Excerpted records Start Marker
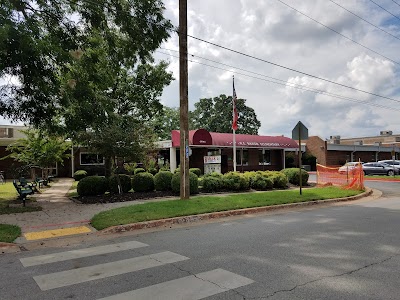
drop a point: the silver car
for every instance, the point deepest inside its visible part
(377, 168)
(393, 163)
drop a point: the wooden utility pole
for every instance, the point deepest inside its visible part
(184, 107)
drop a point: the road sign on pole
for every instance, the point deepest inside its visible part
(300, 132)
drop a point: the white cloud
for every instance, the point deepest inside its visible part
(271, 31)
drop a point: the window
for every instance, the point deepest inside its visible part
(242, 157)
(264, 157)
(213, 152)
(91, 159)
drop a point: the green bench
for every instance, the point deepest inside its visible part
(23, 191)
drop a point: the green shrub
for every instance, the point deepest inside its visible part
(234, 181)
(196, 171)
(139, 170)
(125, 180)
(162, 181)
(79, 174)
(152, 171)
(92, 186)
(261, 182)
(212, 184)
(193, 183)
(143, 182)
(294, 176)
(280, 180)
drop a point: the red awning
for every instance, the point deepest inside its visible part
(202, 137)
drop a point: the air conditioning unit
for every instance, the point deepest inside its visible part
(386, 132)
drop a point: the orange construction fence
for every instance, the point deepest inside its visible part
(348, 177)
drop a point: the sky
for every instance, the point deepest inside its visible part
(359, 55)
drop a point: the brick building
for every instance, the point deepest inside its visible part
(336, 151)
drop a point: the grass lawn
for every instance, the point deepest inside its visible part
(8, 195)
(207, 204)
(8, 233)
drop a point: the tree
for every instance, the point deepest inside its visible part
(39, 149)
(215, 115)
(41, 39)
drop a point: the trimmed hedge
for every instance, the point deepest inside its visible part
(213, 183)
(294, 176)
(143, 182)
(139, 170)
(92, 186)
(193, 183)
(162, 181)
(79, 174)
(235, 181)
(126, 183)
(261, 182)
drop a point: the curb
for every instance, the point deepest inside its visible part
(222, 214)
(9, 248)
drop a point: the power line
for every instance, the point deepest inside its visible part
(283, 83)
(354, 14)
(294, 70)
(337, 32)
(385, 9)
(396, 2)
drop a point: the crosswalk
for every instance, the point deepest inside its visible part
(194, 286)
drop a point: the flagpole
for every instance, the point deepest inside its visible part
(234, 131)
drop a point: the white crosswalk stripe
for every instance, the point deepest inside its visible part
(193, 287)
(66, 278)
(80, 253)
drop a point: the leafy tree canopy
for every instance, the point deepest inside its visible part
(39, 149)
(42, 41)
(215, 115)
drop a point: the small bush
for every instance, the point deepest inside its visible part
(143, 182)
(79, 174)
(261, 182)
(280, 180)
(196, 171)
(162, 181)
(212, 184)
(152, 171)
(193, 183)
(294, 176)
(126, 184)
(139, 170)
(92, 186)
(234, 181)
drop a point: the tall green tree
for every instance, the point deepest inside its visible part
(41, 39)
(39, 149)
(215, 115)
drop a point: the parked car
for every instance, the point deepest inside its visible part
(393, 163)
(377, 168)
(349, 167)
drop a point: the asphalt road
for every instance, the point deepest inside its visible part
(343, 251)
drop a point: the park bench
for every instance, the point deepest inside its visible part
(40, 181)
(23, 192)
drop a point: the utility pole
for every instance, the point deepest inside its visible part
(184, 107)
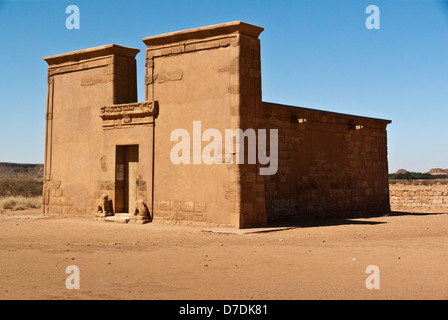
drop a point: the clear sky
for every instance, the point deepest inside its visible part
(315, 53)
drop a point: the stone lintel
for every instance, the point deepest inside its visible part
(236, 27)
(91, 53)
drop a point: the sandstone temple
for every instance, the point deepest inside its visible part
(108, 155)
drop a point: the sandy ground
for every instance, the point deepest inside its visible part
(172, 262)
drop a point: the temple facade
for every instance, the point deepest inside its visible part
(108, 155)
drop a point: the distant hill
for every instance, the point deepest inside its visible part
(438, 171)
(34, 171)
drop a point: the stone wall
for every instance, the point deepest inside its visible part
(330, 164)
(425, 196)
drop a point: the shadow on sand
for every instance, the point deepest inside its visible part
(310, 222)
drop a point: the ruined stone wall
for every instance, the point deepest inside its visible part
(425, 196)
(327, 167)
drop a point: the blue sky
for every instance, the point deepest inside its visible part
(315, 54)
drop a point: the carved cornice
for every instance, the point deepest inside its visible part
(129, 114)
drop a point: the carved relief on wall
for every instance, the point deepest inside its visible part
(130, 114)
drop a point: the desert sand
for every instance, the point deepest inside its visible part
(160, 261)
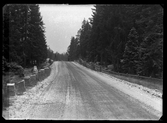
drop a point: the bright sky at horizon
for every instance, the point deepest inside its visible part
(61, 22)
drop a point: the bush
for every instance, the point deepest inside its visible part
(16, 69)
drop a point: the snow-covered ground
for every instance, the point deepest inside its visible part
(21, 103)
(150, 97)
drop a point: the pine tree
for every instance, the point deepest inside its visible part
(131, 54)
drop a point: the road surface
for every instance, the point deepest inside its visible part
(74, 93)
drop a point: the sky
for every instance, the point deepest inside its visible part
(61, 22)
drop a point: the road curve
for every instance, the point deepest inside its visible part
(75, 94)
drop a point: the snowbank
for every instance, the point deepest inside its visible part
(21, 104)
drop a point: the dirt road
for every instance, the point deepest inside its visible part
(74, 92)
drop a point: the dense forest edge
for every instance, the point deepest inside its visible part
(128, 37)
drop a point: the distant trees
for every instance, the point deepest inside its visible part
(50, 54)
(23, 35)
(128, 36)
(61, 56)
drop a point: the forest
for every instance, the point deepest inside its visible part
(24, 41)
(130, 37)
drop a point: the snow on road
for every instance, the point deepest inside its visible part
(24, 104)
(145, 95)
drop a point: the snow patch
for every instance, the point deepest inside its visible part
(21, 104)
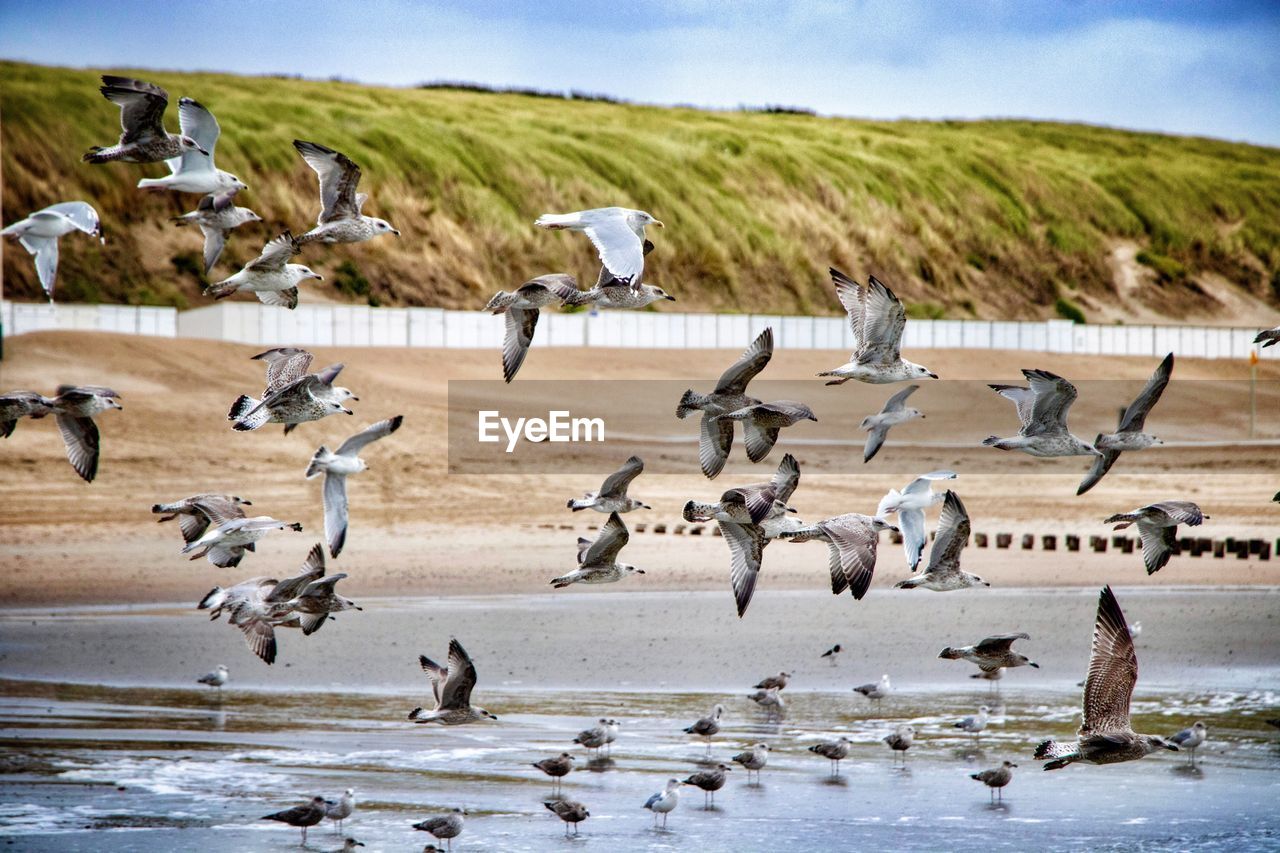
Excerpted records End Marker
#### What you will do
Keep the pictures out of the copy and write out the data exactly as it stands.

#### Answer box
drop a point: the silver car
for every instance, the point deepest inside its visible part
(377, 168)
(393, 163)
drop a point: the wooden utility pole
for every instance, the point deepest inside its visible part
(184, 107)
drop a point: the road sign on pole
for every instance, the point deepest inside its visible part
(300, 132)
drop a point: the white cloud
for every instance, the point deepest inside its visible part
(271, 31)
drop a point: the window
for every instance, the point deepest inside its visible part
(242, 157)
(264, 157)
(213, 152)
(91, 159)
drop a point: the green bench
for every instance, the point deepest inside its visible part
(23, 191)
drop a point: the green shrub
for every instance, the point deepest inside its visible part
(234, 181)
(196, 171)
(139, 170)
(125, 180)
(162, 181)
(79, 174)
(152, 171)
(92, 186)
(261, 182)
(212, 184)
(193, 183)
(143, 182)
(294, 176)
(280, 180)
drop a point: the red awning
for every instance, the point deepest inside its visible part
(202, 137)
drop a point: the air conditioning unit
for every instance, the point deepest inside its visible part
(386, 132)
drop a point: the orange construction fence
for every instance, the point deepest inside its visible part
(348, 177)
drop a point: the sky
for every instance, the point deepest inside its visible part
(359, 55)
drop a point: the brick building
for every instance, the point deepest inside its visible part
(336, 151)
drop a point: the grass lawn
for every instance, the point deepest inside its visible part
(8, 195)
(207, 204)
(8, 233)
drop a point: the tree
for every instance, the point deepest inside its visible part
(39, 149)
(215, 115)
(41, 39)
drop a point: the trimmed hedge
for every instance, the point deepest inside its visible part
(213, 183)
(294, 176)
(143, 182)
(139, 170)
(92, 186)
(193, 183)
(162, 181)
(79, 174)
(235, 181)
(126, 183)
(261, 182)
drop a point: the curb
for every instance, the point deepest inside its visible part
(222, 214)
(9, 248)
drop a point: the power line
for every instance, the point deepest inside its visible part
(283, 83)
(354, 14)
(294, 70)
(337, 32)
(385, 9)
(396, 2)
drop a point: the crosswalk
for every instance, the point deepest inside its visible part
(194, 286)
drop a point: the flagpole
for every instance, the point deepest inside its visible part
(234, 131)
drop a point: the white crosswalk stripe
for every instance, the point deepest inside its visible part
(193, 287)
(66, 278)
(80, 253)
drop a point: the leafy tree canopy
for every instance, the point deepest inside its visible part
(39, 149)
(42, 41)
(215, 115)
drop a point: the small bush
for every instance, the point deepest inside its visible part
(143, 182)
(79, 174)
(261, 182)
(280, 180)
(196, 171)
(162, 181)
(212, 184)
(152, 171)
(193, 183)
(294, 176)
(126, 184)
(139, 170)
(92, 186)
(234, 181)
drop a point: the tall green tree
for every instance, the point deepest inside its visible part
(41, 39)
(39, 149)
(215, 115)
drop a point: the parked car
for every instance, the point deepest inside its visible part
(393, 163)
(377, 168)
(349, 167)
drop a point: the asphalt road
for every instance, the point deepest inside its visible part
(343, 251)
drop a point: the park bench
for every instance, the point deepest inside its visible part
(40, 181)
(23, 192)
drop a point: the utility pole
for every instance, the point deepest inside its visible part
(184, 107)
drop a point: the clear sky
for every instance, the point deepest inside its visible part
(315, 53)
drop a point: the stone lintel
for every instance, the point deepest inside its visible part
(236, 27)
(91, 53)
drop a point: the sandstone temple
for every instance, the point deepest inside its visible part
(108, 155)
drop a point: the sandy ground
for every instance, the point deepest inside its visible part
(172, 262)
drop a point: the temple facade
for every instance, the point deepest inside its visible part
(108, 155)
drop a point: the distant hill
for every instance, the point deepest inside its visible part
(438, 171)
(34, 171)
drop a point: the stone wall
for every instance, the point deepest inside its visible part
(330, 164)
(425, 196)
drop a point: the shadow on sand
for every instance, the point deepest inside its visible part
(310, 222)
drop a point: the ruined stone wall
for every instance, the point deepest inside its visible part
(425, 196)
(327, 167)
drop a point: the blue sky
for every instance, the point deepest inside its visible part
(315, 54)
drop a point: the carved cornice
for every instance, the point deepest inside its visible part
(129, 114)
drop a point: the carved relief on wall
for every instance, the point deepest inside its visible part
(130, 114)
drop a point: the desert sand
for every instance, the point deepest inside its visible part
(160, 261)
drop a point: the bright sky at horizon
for every instance, the point deepest inside its visible part
(61, 22)
drop a point: the bush
for every instance, the point deepest inside its visible part
(16, 69)
drop a point: the snow-covered ground
for every instance, the point deepest inside its visible part
(21, 103)
(150, 97)
drop a point: the pine tree
for every instance, the point deepest inside its visible part
(131, 54)
drop a point: the road surface
for every instance, the point deepest inside its visible part
(74, 93)
drop a point: the sky
for every instance, the point deepest inside its visible part
(61, 22)
drop a point: the road curve
for every instance, the point deepest inside its visible part
(75, 94)
drop a point: the snowbank
for every instance, the point deepest inside its visible part
(21, 104)
drop a point: the dirt road
for every instance, the point deepest inside its visible part
(74, 92)
drop a point: the dense forest edge
for every instance, the point deepest inside its visible part
(128, 37)
drop a point: the distant trees
for every instance, the point deepest inside its visible part
(50, 54)
(23, 35)
(128, 36)
(61, 56)
drop a point: the forest
for every instance, the point deepest inside its visible part
(24, 41)
(130, 37)
drop a point: the snow on road
for every instance, the point deepest inside its visible part
(24, 104)
(145, 95)
drop a point: the snow patch
for every instance, the point deepest inside its visible part
(21, 104)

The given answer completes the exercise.